- [EXERCISE TASK]
Render the data below as a numbered list, leaving out any blank lines.

:::

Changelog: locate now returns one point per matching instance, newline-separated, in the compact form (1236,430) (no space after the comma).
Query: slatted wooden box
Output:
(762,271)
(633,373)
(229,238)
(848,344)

:::

- [EXERCISE OUTPUT]
1. Changelog: locate now returns one point per matching instance, newline-separated, in the compact form (1236,430) (no space after the comma).
2. Query: slatted wooden box
3. Output:
4. (762,271)
5. (633,373)
6. (229,238)
7. (848,344)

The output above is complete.